Posted by PITHOCRATES - November 17th, 2012

Week in Review

The Eurozone is wallowing in a sovereign debt crisis that just won’t end.  Caused by spending obligations made during good economic times.  On the assumption that those good economic times would last forever.  But they created a lot of that economic activity with expansionary monetary policy.  Keeping interest rates artificially low.  By expanding the money supply.  Encouraging consumers and businesses to borrow and spend.  Which they did.  Leaving them with massive amounts of debt.  And inflation.  Which they fought the only way you can fight inflation.  By raising interest rates.  And contracting the money supply.  Or, in other words, with a recession.  Which reduces tax revenues.  Forcing governments to borrow more to pay for these ever expanding spending obligations.  Which led to rising borrowing costs.  And debt crises.  Leaving these Eurozone countries starving for cash.

Enter the Emissions Trading Scheme.  Making high energy uses buy permits to exhaust carbon.  Ostensibly to reduce global warming.  But really just a massive wealth transfer from the private sector to the public sector.  To help those countries with debt crises to pay for their ever expanding spending obligations without having to govern responsibly.  So they can continue to pander and buy votes and advance their liberal agendas.  But there has been some push back.  In particular from other nations flying into the European Union (EU) airspace who don’t want to subsidize the irresponsible governing of the EU countries.  Because of possible retaliation (like China threatening to cancel their Airbus orders for new airplanes) the European Commission is delaying the implementation of their airline emissions law (see Britain says it may review carbon permit auctions for airlines by Nina Chestney posted 11/12/2012 on Reuters).

The UK government will review its forthcoming auctions of European Union carbon permits for the aviation sector when it gets more details from the European Commission about its plan to delay the bloc’s airline emissions law, a minister said.

» **RECORD EXCERPTS**
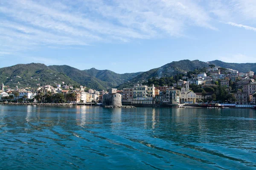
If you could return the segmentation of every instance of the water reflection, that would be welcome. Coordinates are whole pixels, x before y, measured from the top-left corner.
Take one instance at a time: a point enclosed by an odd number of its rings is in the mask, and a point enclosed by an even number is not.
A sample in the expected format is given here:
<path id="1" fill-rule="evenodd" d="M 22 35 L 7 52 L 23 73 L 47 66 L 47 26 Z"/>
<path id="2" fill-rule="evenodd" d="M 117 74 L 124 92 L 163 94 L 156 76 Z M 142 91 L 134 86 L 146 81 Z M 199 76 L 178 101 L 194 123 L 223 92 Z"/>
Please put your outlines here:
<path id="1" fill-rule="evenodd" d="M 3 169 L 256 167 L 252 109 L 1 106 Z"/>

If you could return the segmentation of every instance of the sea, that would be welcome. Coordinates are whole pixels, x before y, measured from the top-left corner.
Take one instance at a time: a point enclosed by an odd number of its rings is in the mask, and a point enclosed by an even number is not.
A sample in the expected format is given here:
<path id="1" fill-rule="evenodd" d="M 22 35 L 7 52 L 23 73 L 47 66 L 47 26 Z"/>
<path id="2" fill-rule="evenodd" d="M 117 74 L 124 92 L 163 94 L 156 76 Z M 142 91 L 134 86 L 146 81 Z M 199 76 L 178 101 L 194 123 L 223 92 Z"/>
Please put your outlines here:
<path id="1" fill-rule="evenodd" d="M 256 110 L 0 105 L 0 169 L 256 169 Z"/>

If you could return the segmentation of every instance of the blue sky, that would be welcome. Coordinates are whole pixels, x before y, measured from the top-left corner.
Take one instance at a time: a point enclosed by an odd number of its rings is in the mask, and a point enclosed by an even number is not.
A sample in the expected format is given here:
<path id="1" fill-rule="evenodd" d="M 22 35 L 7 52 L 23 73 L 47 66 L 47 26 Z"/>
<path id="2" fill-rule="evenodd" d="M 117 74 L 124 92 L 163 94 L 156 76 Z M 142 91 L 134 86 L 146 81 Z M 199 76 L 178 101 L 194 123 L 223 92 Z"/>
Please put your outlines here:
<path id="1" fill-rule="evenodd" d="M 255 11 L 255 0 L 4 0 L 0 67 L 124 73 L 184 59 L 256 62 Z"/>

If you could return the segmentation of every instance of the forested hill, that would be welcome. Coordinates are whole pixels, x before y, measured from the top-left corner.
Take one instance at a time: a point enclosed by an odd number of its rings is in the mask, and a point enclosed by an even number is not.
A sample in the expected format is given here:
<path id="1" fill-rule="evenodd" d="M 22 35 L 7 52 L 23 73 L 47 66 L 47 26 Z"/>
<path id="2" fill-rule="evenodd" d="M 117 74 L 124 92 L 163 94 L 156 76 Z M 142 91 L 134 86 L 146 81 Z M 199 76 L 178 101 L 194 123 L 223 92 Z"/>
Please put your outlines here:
--
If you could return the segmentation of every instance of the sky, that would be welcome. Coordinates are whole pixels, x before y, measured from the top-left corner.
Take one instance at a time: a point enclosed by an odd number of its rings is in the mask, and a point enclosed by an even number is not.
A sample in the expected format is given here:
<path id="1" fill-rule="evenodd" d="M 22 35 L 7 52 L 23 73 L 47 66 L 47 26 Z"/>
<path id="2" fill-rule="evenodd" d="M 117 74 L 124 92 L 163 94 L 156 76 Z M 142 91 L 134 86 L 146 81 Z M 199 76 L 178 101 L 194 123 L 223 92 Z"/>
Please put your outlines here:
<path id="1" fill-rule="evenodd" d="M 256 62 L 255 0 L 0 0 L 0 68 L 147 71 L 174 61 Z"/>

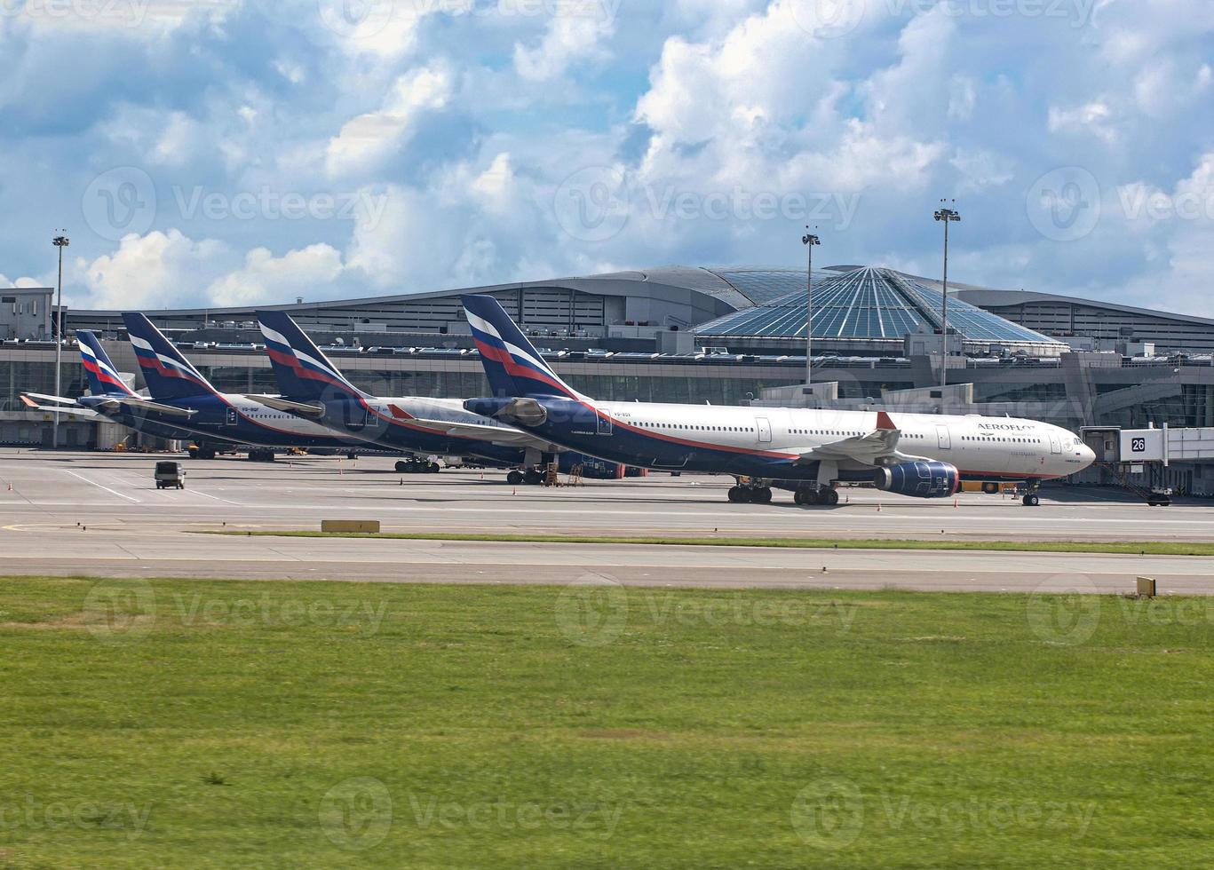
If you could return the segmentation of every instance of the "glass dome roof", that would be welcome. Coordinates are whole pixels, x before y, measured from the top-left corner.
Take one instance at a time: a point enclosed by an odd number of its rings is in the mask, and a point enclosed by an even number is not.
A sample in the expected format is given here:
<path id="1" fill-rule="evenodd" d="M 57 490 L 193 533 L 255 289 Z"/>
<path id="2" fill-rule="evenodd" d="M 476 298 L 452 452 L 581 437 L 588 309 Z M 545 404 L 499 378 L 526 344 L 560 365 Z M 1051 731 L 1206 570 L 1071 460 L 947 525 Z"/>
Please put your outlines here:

» **TASKS TO CARRY OUT**
A. Duplicate everything in the Eurozone post from "The Eurozone is" down to "starving for cash.".
B. List each monetary policy action mentioned in the Eurozone post.
The records play no part here.

» **ANSWERS FOR THIS EXERCISE**
A.
The Eurozone is wallowing in a sovereign debt crisis that just won’t end.  Caused by spending obligations made during good economic times.  On the assumption that those good economic times would last forever.  But they created a lot of that economic activity with expansionary monetary policy.  Keeping interest rates artificially low.  By expanding the money supply.  Encouraging consumers and businesses to borrow and spend.  Which they did.  Leaving them with massive amounts of debt.  And inflation.  Which they fought the only way you can fight inflation.  By raising interest rates.  And contracting the money supply.  Or, in other words, with a recession.  Which reduces tax revenues.  Forcing governments to borrow more to pay for these ever expanding spending obligations.  Which led to rising borrowing costs.  And debt crises.  Leaving these Eurozone countries starving for cash.

B.
- Keeping interest rates artificially low
- Expanding the money supply
- Raising interest rates
- Contracting the money supply